---------- DATA RECORDS ----------

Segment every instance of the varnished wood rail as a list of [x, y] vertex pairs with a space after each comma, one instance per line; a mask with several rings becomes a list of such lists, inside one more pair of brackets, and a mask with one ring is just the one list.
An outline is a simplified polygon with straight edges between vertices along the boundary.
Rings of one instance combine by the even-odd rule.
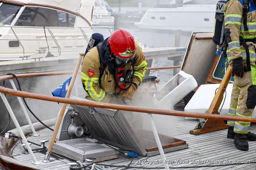
[[61, 97], [54, 97], [39, 94], [30, 93], [19, 90], [15, 90], [2, 86], [0, 86], [0, 92], [13, 96], [21, 97], [30, 98], [35, 99], [45, 100], [62, 103], [68, 103], [96, 107], [129, 111], [137, 112], [151, 113], [157, 115], [163, 115], [184, 117], [190, 117], [204, 119], [230, 120], [235, 121], [251, 122], [256, 123], [256, 118], [240, 117], [232, 116], [221, 115], [215, 114], [188, 112], [176, 111], [171, 111], [141, 107], [133, 106], [120, 104], [101, 103], [91, 101], [87, 101], [74, 99], [67, 99]]

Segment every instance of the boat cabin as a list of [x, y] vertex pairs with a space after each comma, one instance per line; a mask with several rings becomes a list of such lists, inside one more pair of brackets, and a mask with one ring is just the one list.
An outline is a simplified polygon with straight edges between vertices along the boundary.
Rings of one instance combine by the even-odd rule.
[[95, 1], [59, 2], [0, 1], [0, 58], [84, 51], [93, 33], [90, 27]]

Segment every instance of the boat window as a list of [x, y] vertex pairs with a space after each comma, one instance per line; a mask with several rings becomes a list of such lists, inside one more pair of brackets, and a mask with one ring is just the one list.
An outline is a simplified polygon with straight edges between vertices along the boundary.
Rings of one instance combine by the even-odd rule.
[[21, 6], [3, 3], [0, 7], [0, 23], [10, 25]]
[[57, 11], [59, 16], [59, 26], [73, 27], [75, 24], [76, 16], [65, 12]]
[[57, 11], [38, 7], [26, 7], [15, 24], [15, 26], [55, 27], [59, 26]]
[[68, 27], [73, 27], [75, 24], [76, 16], [73, 15], [68, 14], [69, 22], [68, 24]]

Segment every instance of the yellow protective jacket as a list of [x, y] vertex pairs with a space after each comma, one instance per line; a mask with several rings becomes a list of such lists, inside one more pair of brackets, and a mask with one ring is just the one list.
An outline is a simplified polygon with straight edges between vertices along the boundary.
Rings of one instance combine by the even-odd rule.
[[[224, 6], [225, 36], [228, 44], [227, 55], [230, 65], [232, 63], [232, 59], [240, 57], [243, 57], [245, 63], [246, 62], [245, 49], [240, 45], [239, 36], [245, 39], [252, 39], [256, 37], [256, 10], [251, 0], [248, 0], [250, 6], [248, 6], [247, 15], [247, 31], [244, 30], [242, 17], [243, 5], [239, 0], [227, 0]], [[246, 44], [249, 46], [251, 64], [255, 66], [256, 44], [254, 44], [252, 41]]]
[[[136, 45], [136, 52], [133, 82], [138, 87], [144, 79], [147, 63], [140, 47], [137, 44]], [[84, 85], [85, 89], [89, 95], [87, 99], [108, 103], [110, 98], [106, 93], [118, 94], [120, 90], [116, 87], [114, 76], [110, 73], [107, 66], [106, 66], [101, 77], [101, 85], [104, 90], [100, 88], [99, 84], [100, 67], [100, 56], [97, 48], [95, 47], [89, 50], [84, 57], [81, 70], [81, 78]], [[125, 72], [130, 67], [131, 62], [129, 62], [125, 67]], [[125, 77], [126, 75], [125, 73]], [[119, 82], [118, 84], [120, 85], [124, 83]]]

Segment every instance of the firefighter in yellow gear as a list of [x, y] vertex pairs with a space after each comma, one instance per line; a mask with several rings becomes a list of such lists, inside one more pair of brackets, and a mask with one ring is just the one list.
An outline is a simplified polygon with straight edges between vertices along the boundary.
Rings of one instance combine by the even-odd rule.
[[[256, 105], [256, 2], [227, 0], [224, 6], [227, 55], [234, 79], [229, 115], [251, 117]], [[234, 139], [238, 149], [247, 150], [247, 140], [256, 140], [256, 135], [249, 132], [250, 124], [228, 121], [227, 137]]]
[[147, 66], [131, 34], [117, 30], [89, 50], [83, 60], [81, 78], [86, 97], [104, 103], [115, 103], [115, 98], [131, 99], [144, 79]]

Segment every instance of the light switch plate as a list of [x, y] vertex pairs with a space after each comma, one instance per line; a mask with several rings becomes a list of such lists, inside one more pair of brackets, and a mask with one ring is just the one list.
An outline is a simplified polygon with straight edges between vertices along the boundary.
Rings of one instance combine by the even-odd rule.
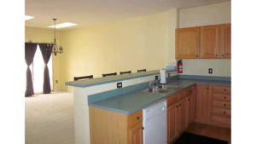
[[116, 84], [116, 86], [117, 86], [117, 88], [122, 88], [122, 87], [123, 87], [122, 82], [117, 83], [117, 84]]

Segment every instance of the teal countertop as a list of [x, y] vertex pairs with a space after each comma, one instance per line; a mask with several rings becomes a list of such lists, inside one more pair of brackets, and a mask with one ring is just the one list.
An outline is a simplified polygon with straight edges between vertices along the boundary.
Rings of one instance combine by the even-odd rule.
[[[177, 70], [166, 70], [166, 72], [174, 72], [174, 71], [177, 71]], [[65, 82], [65, 85], [85, 88], [85, 87], [89, 87], [89, 86], [103, 84], [108, 84], [108, 83], [113, 83], [113, 82], [119, 82], [119, 81], [123, 81], [123, 80], [141, 78], [141, 77], [146, 77], [146, 76], [150, 76], [150, 75], [154, 75], [154, 74], [160, 74], [160, 70], [148, 71], [148, 72], [134, 72], [134, 73], [116, 75], [116, 76], [108, 76], [108, 77], [103, 77], [103, 78], [92, 78], [92, 79]]]
[[166, 84], [178, 85], [180, 86], [180, 89], [167, 95], [136, 90], [124, 95], [89, 103], [88, 105], [105, 110], [130, 114], [166, 97], [172, 96], [174, 94], [178, 93], [184, 89], [195, 84], [232, 86], [232, 81], [177, 79], [167, 83]]

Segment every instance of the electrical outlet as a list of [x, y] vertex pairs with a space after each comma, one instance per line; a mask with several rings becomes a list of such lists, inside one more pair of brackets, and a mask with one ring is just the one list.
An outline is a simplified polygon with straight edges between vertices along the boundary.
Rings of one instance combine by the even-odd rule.
[[122, 82], [121, 83], [117, 83], [116, 86], [117, 86], [117, 88], [122, 88], [122, 86], [123, 86]]
[[209, 68], [209, 73], [212, 74], [212, 68]]

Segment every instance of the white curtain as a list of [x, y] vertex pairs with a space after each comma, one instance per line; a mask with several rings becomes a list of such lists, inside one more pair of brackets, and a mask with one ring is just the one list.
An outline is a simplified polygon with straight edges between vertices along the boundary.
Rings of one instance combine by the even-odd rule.
[[[27, 67], [27, 65], [26, 63], [26, 60], [24, 59], [24, 94], [25, 94], [25, 91], [26, 91], [26, 67]], [[29, 66], [30, 68], [30, 71], [32, 71], [32, 65], [30, 65]]]
[[[33, 65], [33, 67], [32, 66]], [[43, 86], [44, 86], [44, 62], [42, 56], [41, 49], [39, 49], [39, 45], [37, 47], [37, 51], [34, 56], [33, 64], [30, 66], [30, 69], [33, 69], [33, 88], [34, 93], [42, 93]], [[49, 69], [50, 87], [52, 89], [52, 55], [49, 60], [47, 64]], [[24, 93], [26, 91], [26, 64], [24, 60]]]

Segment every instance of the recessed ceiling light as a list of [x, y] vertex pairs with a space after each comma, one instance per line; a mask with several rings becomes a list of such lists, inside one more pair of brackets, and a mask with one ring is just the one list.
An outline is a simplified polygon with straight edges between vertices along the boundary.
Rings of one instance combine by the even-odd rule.
[[[63, 28], [63, 27], [69, 27], [69, 26], [76, 26], [76, 25], [78, 25], [78, 24], [65, 22], [65, 23], [62, 23], [62, 24], [55, 25], [55, 27], [56, 28]], [[48, 26], [48, 27], [55, 28], [55, 26], [53, 25], [53, 26]]]
[[24, 15], [24, 21], [26, 20], [30, 20], [30, 19], [32, 19], [34, 17], [32, 16], [28, 16], [28, 15]]

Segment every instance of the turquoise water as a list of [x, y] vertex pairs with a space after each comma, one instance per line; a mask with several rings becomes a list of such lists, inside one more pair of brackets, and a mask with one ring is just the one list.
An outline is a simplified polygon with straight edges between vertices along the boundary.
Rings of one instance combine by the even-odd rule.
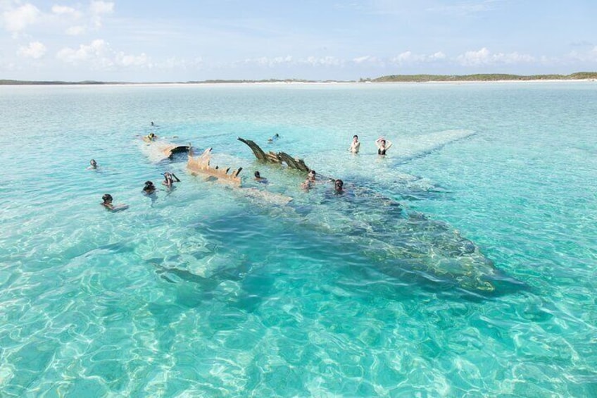
[[596, 89], [0, 87], [0, 395], [597, 395]]

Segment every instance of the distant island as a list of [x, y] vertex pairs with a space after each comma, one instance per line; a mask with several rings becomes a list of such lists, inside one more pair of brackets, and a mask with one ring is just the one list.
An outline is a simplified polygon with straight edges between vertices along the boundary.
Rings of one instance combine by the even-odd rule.
[[353, 83], [353, 82], [501, 82], [530, 80], [597, 80], [597, 72], [577, 72], [571, 75], [508, 75], [489, 73], [477, 75], [390, 75], [375, 78], [365, 78], [357, 80], [307, 80], [301, 79], [267, 79], [261, 80], [191, 80], [187, 82], [98, 82], [84, 80], [82, 82], [29, 81], [0, 80], [0, 85], [165, 85], [165, 84], [219, 84], [219, 83]]
[[477, 75], [390, 75], [361, 82], [498, 82], [503, 80], [586, 80], [597, 79], [597, 72], [577, 72], [572, 75], [506, 75], [489, 73]]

----------

Rewrite the data from the line containing "Segment every instance of the boat cabin" through the line containing "33], [90, 27]]", replacing "boat cabin" with "wheelhouse" and leaving everything else unchanged.

Segment every instance of the wheelhouse as a list of [x, y] vertex pairs with a space after each comma, one instance per line; a mask with several rings becomes a list of such lists, inside one more pair of brackets, and a mask with one ring is just the one list.
An outline is a simplified polygon with straight edges between vertices along the boundary.
Rings of one instance combine by the even-odd rule.
[[95, 1], [59, 2], [0, 1], [0, 58], [84, 51], [93, 33], [90, 27]]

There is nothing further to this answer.